# start of ENTRIES PROVIDED

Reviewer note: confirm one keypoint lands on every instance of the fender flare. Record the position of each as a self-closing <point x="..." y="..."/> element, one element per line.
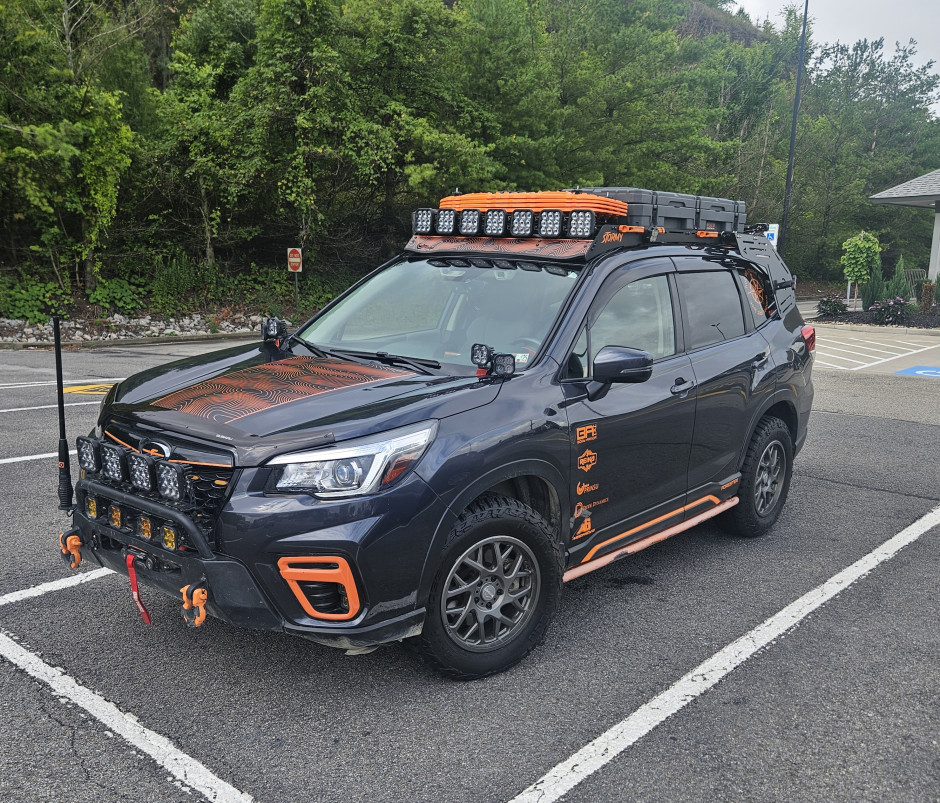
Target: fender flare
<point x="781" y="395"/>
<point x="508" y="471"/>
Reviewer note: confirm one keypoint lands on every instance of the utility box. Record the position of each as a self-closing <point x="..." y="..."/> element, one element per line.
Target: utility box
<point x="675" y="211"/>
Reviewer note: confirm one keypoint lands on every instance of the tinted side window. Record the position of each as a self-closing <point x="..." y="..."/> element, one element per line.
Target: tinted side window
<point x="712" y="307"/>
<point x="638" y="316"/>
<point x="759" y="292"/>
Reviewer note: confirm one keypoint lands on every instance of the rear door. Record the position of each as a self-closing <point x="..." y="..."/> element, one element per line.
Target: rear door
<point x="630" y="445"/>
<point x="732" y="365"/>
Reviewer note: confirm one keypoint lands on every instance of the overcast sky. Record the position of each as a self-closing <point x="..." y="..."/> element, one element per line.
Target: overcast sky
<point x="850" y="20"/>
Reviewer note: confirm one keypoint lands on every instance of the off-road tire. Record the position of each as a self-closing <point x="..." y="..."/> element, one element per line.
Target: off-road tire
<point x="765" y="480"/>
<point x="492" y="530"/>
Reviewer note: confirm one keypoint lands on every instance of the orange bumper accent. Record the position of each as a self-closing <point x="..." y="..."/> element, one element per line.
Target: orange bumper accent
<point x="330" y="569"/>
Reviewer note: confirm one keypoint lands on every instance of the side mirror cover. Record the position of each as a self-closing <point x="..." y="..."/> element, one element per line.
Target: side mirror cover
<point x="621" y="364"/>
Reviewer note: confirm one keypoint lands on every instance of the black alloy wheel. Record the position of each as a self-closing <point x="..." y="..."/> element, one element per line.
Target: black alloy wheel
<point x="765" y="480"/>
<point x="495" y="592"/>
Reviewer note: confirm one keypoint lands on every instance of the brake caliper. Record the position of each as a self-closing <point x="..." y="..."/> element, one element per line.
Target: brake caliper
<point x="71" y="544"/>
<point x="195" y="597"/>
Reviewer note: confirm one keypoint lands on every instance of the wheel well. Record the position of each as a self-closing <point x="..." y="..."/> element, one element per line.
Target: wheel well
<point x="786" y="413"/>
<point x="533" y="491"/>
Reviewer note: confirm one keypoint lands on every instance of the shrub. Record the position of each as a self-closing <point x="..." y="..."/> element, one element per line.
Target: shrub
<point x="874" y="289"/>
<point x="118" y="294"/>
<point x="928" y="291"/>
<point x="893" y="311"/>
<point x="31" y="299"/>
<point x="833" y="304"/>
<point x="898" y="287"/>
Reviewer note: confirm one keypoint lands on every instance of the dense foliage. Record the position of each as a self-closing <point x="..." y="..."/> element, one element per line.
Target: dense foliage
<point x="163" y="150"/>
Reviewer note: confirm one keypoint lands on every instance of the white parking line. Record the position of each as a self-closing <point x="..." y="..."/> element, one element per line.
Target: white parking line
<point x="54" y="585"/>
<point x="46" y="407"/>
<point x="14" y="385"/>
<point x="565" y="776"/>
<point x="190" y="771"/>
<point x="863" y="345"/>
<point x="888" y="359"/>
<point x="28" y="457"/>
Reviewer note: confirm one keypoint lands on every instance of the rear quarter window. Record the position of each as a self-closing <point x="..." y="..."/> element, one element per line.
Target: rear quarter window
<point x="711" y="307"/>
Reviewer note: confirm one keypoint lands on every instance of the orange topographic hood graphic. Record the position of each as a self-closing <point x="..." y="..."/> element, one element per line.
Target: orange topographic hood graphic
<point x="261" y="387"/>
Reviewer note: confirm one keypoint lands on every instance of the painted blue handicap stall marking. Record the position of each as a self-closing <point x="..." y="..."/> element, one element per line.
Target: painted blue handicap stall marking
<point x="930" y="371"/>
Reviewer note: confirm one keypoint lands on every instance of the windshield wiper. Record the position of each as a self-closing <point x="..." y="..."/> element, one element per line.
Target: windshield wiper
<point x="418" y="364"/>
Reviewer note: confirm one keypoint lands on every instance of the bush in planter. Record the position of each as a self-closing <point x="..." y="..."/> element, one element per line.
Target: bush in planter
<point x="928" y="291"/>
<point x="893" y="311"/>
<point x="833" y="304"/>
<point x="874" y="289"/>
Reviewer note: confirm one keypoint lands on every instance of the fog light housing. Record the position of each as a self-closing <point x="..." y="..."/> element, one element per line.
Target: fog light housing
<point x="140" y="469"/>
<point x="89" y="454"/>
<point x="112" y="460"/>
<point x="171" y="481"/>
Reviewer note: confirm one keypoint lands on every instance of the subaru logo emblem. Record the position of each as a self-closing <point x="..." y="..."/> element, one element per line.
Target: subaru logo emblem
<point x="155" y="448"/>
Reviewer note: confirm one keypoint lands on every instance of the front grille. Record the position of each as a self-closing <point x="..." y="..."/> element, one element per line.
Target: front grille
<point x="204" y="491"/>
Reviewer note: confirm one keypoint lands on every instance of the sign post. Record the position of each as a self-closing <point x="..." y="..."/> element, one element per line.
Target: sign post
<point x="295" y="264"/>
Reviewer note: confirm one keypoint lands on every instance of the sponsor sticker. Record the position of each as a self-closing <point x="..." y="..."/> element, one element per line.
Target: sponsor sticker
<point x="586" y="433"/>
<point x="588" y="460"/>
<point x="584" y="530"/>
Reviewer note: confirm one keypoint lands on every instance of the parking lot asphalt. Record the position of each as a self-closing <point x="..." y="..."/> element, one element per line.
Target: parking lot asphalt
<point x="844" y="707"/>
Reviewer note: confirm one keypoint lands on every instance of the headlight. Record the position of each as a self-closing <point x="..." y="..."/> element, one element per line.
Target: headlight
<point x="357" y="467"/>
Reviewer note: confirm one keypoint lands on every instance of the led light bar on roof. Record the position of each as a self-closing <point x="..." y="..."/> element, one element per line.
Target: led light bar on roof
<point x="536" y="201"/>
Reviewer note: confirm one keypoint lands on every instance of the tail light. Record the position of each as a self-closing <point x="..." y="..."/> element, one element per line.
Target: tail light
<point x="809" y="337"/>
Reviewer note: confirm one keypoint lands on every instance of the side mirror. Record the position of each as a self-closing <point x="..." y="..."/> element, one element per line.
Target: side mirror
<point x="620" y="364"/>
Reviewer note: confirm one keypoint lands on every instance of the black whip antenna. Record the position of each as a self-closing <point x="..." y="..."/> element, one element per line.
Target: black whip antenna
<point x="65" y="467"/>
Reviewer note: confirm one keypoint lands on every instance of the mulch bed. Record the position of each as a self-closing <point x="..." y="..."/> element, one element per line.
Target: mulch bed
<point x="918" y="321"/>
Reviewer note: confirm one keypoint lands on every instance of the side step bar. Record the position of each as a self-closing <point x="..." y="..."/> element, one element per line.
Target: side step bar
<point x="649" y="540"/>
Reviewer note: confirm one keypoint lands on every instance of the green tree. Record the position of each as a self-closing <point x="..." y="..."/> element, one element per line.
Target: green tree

# end of ENTRIES PROVIDED
# start of ENTRIES PROVIDED

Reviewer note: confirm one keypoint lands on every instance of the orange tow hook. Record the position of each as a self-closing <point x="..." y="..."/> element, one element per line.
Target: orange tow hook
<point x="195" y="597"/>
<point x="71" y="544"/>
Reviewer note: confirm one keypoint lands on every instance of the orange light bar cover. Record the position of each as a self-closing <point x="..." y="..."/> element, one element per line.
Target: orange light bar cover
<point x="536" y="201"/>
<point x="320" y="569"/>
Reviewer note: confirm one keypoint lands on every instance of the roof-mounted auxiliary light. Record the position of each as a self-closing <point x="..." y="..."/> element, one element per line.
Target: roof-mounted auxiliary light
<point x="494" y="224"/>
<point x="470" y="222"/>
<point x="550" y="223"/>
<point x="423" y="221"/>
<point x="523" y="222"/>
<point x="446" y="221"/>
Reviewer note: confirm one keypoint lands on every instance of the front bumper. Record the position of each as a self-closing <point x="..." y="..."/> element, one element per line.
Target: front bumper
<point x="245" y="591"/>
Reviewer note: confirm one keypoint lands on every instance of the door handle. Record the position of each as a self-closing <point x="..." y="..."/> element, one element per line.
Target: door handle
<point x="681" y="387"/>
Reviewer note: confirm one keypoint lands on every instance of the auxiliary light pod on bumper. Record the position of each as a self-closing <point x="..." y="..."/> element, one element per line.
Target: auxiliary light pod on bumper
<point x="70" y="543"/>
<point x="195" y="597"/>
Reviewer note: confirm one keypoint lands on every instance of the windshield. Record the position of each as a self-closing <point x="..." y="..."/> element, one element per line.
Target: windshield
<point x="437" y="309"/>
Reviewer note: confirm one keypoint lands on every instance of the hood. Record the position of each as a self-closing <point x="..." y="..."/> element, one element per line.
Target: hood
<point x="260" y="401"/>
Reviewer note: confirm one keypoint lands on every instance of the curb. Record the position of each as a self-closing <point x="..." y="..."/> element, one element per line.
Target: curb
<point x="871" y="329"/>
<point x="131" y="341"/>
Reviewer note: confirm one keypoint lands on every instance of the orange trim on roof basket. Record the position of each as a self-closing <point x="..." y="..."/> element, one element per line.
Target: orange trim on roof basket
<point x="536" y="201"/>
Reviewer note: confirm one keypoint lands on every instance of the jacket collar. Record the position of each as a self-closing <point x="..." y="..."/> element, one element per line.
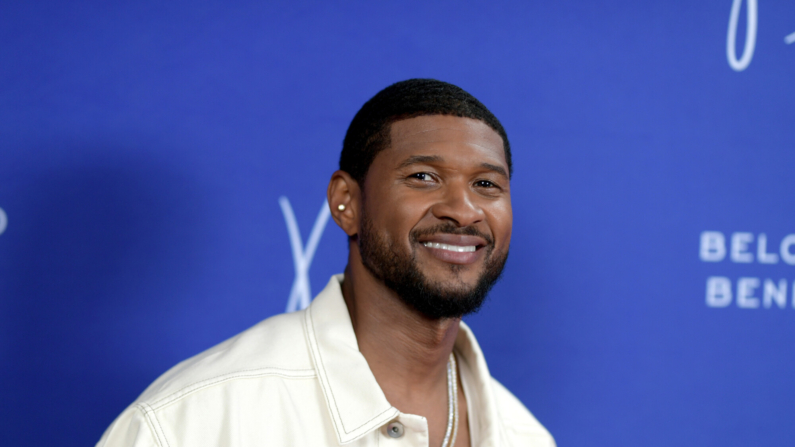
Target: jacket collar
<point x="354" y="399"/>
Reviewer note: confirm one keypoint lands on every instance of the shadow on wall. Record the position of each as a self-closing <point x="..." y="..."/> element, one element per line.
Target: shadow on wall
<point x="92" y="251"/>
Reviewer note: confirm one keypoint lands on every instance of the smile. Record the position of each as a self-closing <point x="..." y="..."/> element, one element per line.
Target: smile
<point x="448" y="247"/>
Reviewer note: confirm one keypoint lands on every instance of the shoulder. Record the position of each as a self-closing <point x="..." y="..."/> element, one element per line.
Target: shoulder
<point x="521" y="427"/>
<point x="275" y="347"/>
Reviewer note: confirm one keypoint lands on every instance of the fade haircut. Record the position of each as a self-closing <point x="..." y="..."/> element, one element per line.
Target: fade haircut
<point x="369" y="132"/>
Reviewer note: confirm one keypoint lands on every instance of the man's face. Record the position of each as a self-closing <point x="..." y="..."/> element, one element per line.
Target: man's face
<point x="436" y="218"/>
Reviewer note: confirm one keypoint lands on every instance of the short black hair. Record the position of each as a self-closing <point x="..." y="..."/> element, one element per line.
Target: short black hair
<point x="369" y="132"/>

# end of ENTRIES PROVIDED

Count the lines across both blocks of rows that contain the string "whip" and return only that number.

2